> _YOUR OBJECTIVE_
Every record must be restated exactly as written.

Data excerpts
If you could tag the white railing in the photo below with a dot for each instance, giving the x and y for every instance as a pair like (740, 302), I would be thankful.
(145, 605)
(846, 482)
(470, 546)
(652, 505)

> _ANSWER BOX_
If you could tag the white railing in the photo below with a dot for each instance, giving the x and y for every instance as a pair like (740, 302), I would be thankful.
(145, 605)
(846, 482)
(470, 546)
(652, 505)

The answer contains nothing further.